[Pointing and labeling entries]
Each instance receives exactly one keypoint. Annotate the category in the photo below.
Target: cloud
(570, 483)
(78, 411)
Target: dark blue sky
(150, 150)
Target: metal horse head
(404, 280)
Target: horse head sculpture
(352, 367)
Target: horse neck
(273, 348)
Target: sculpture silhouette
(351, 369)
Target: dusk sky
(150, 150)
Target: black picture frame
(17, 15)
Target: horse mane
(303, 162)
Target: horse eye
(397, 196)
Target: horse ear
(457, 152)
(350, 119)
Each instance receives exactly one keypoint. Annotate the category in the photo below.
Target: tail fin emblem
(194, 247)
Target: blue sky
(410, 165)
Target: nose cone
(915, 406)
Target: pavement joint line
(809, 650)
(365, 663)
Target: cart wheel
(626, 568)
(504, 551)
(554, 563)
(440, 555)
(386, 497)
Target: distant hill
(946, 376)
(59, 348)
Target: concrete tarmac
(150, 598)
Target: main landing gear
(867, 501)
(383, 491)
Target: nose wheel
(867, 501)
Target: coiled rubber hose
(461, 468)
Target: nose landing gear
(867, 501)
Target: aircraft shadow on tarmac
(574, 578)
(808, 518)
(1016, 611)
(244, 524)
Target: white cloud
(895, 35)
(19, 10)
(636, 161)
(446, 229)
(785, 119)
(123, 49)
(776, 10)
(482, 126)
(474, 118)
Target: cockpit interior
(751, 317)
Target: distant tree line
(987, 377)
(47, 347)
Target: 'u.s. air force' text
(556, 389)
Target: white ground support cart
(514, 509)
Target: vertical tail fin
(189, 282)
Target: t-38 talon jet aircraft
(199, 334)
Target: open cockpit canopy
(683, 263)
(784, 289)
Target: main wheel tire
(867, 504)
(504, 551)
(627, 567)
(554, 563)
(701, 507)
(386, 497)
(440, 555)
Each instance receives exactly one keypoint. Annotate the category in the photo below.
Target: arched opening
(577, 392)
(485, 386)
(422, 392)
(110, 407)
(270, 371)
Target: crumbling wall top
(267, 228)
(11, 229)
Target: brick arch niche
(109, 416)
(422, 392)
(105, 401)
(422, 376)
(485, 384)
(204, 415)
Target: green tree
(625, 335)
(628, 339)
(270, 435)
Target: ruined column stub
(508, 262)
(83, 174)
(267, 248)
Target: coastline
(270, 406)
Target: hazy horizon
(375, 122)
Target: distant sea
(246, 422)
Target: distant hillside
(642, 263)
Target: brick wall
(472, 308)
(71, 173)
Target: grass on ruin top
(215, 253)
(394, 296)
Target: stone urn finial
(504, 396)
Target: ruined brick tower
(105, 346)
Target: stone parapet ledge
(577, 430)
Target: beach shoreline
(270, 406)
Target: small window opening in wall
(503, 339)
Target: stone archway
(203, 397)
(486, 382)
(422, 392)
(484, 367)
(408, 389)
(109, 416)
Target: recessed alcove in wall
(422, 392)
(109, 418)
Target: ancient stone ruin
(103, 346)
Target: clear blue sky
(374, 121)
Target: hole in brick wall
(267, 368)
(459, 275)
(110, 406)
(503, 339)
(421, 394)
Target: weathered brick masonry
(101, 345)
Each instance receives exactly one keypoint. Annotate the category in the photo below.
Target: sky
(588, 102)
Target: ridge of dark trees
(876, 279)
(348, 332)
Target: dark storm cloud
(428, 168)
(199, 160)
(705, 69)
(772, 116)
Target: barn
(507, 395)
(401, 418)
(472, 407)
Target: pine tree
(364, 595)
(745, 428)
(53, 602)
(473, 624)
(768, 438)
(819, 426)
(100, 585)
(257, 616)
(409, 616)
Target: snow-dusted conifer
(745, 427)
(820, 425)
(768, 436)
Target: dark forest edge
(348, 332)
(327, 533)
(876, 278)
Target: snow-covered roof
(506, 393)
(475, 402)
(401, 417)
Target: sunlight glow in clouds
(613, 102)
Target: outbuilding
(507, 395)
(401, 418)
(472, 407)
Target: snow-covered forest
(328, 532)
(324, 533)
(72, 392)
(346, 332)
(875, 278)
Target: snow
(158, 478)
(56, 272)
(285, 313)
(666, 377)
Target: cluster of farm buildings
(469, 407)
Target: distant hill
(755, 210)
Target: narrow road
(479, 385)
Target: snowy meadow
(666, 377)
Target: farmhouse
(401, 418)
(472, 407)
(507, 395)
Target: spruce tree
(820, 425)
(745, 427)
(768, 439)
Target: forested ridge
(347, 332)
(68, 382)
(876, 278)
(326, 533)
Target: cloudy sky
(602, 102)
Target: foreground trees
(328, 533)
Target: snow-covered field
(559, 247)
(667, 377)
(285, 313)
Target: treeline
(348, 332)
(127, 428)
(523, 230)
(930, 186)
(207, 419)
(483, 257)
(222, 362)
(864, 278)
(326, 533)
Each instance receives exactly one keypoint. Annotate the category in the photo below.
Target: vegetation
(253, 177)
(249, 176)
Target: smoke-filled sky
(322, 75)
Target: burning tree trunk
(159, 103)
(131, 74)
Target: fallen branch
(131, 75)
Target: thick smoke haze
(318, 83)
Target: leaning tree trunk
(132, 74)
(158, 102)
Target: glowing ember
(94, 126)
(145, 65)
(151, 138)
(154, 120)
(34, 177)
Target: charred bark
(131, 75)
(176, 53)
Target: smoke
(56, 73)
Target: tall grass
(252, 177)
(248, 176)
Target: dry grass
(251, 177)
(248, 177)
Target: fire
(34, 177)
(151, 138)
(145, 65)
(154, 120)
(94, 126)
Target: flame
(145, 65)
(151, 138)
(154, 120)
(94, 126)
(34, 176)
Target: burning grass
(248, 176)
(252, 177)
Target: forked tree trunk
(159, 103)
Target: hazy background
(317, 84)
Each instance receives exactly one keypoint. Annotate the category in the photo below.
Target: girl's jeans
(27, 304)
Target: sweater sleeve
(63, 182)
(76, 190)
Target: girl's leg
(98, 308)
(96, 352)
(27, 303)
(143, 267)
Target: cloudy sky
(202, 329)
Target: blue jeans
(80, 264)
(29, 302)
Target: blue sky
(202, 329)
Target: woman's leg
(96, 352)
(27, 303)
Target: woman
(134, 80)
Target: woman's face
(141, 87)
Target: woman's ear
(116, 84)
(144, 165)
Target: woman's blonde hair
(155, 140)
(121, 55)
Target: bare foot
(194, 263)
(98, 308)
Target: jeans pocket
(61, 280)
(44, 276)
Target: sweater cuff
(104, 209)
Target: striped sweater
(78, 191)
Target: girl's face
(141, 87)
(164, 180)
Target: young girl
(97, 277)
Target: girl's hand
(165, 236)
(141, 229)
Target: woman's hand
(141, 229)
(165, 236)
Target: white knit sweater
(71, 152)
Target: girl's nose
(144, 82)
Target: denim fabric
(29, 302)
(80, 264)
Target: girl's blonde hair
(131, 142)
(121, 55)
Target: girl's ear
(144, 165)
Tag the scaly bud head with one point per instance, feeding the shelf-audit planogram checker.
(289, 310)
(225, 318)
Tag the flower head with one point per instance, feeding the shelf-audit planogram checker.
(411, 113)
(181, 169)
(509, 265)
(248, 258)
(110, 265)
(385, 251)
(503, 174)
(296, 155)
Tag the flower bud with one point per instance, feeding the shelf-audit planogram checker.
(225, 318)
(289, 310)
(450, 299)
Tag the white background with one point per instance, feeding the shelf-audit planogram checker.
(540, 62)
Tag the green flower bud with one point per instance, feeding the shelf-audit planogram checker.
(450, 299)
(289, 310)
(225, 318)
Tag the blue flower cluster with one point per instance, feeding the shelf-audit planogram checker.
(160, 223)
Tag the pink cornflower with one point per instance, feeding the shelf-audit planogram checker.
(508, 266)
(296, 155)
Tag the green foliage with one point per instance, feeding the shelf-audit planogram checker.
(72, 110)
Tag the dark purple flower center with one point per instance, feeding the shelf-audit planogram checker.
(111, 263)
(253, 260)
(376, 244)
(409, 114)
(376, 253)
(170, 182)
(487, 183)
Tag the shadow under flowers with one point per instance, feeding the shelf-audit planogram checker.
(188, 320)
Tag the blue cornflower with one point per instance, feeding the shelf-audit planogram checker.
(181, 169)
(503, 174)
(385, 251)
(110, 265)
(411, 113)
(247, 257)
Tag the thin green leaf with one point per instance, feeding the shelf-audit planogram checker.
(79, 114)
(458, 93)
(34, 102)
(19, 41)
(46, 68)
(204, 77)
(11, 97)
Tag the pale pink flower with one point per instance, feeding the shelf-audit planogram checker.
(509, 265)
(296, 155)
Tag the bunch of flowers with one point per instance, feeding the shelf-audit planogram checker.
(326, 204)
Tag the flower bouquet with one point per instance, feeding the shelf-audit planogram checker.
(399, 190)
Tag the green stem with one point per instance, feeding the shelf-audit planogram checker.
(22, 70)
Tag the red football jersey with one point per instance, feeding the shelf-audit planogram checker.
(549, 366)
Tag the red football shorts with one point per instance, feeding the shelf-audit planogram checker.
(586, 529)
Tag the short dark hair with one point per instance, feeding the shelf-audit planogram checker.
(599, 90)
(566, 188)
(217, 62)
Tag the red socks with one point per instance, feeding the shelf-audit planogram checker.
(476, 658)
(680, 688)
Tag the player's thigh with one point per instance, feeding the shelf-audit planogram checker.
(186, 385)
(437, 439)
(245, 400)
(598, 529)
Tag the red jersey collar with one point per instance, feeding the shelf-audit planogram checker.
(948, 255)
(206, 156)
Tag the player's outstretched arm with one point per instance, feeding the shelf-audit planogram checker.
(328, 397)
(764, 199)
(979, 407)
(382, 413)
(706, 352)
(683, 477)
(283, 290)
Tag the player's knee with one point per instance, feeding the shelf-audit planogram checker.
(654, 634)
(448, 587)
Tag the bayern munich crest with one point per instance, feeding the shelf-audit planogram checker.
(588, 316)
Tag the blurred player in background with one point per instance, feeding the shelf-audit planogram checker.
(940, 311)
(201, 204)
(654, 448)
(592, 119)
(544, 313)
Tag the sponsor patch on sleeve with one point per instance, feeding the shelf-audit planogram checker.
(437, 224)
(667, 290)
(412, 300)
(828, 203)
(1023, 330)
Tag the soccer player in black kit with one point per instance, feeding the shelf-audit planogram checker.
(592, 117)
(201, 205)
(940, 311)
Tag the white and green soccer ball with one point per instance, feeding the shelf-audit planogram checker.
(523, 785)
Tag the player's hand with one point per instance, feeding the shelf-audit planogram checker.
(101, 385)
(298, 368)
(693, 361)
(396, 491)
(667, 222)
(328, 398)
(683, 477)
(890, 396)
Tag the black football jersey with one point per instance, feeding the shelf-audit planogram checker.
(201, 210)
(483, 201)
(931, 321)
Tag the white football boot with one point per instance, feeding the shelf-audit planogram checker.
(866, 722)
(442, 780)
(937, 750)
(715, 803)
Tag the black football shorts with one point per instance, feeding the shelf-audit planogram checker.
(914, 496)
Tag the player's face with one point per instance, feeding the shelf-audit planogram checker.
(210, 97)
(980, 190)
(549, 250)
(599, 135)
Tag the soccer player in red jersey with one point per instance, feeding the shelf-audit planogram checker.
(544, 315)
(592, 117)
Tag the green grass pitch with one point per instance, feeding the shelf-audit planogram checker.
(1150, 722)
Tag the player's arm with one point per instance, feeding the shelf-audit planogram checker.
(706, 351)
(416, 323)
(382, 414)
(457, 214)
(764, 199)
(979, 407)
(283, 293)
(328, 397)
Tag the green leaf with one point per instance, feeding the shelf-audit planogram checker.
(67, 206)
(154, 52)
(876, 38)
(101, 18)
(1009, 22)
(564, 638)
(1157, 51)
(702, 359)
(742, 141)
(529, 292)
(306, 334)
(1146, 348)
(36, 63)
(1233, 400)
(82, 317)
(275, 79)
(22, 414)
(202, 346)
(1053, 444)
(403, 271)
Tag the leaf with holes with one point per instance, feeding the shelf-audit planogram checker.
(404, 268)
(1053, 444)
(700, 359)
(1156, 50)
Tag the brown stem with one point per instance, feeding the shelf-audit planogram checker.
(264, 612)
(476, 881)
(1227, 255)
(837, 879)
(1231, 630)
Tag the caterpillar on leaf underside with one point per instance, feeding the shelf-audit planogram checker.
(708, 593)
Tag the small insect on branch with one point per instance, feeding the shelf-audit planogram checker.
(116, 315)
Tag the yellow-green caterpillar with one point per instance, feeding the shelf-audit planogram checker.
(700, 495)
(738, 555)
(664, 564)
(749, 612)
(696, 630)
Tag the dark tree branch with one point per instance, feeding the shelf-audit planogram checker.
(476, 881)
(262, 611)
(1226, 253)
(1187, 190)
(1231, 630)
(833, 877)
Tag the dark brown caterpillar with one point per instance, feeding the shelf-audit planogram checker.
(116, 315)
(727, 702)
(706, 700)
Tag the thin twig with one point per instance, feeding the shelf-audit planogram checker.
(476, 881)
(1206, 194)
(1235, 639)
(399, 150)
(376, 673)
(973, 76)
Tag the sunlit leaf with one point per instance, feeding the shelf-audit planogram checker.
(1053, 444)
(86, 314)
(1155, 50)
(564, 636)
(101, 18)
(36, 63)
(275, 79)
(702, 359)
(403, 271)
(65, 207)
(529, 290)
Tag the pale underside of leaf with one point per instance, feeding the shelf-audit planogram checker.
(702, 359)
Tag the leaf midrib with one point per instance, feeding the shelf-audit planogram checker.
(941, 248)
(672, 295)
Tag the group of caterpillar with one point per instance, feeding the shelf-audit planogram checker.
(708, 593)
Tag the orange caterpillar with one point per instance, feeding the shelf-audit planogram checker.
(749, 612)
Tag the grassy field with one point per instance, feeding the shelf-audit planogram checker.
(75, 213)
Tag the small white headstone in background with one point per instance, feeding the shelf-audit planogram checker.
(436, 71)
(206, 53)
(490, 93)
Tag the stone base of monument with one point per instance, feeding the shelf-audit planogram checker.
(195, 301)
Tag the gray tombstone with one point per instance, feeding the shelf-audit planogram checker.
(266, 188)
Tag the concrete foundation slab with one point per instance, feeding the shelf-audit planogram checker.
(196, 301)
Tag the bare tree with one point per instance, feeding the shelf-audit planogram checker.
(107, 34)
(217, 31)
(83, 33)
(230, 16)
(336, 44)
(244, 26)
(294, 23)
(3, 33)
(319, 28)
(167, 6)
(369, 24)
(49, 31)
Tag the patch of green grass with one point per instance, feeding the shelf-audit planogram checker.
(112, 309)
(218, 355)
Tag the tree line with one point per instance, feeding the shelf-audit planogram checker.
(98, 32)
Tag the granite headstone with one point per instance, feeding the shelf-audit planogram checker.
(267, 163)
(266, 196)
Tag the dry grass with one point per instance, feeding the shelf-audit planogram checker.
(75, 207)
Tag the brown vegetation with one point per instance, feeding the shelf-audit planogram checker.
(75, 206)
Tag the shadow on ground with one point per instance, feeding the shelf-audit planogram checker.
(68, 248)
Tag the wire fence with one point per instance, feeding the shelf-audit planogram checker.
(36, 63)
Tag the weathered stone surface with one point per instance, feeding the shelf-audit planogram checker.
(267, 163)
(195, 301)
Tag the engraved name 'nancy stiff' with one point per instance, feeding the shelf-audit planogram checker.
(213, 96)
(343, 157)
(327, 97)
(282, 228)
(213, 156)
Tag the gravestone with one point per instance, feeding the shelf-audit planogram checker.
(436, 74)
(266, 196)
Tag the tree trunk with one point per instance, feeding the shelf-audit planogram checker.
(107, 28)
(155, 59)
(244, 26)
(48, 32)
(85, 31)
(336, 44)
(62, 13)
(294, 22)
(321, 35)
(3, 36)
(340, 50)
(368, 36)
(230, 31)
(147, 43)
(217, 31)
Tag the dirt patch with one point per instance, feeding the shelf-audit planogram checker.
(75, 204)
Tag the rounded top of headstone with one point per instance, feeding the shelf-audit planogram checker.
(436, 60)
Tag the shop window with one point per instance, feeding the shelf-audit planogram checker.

=== GOAL ===
Turn everything from the line containing "Tag the dirt" down to the end of the listing into a numbered list, dropping any blank lines.

=== THE REPLY ===
1. Tag the dirt patch with one point per instance, feeding the shelf-audit planogram checker.
2. (75, 204)
3. Tag the rounded top of headstone with one point per instance, feeding the shelf-audit planogram checker.
4. (436, 60)
5. Tag the shop window with one point per instance, feeding the shelf-audit planogram checker.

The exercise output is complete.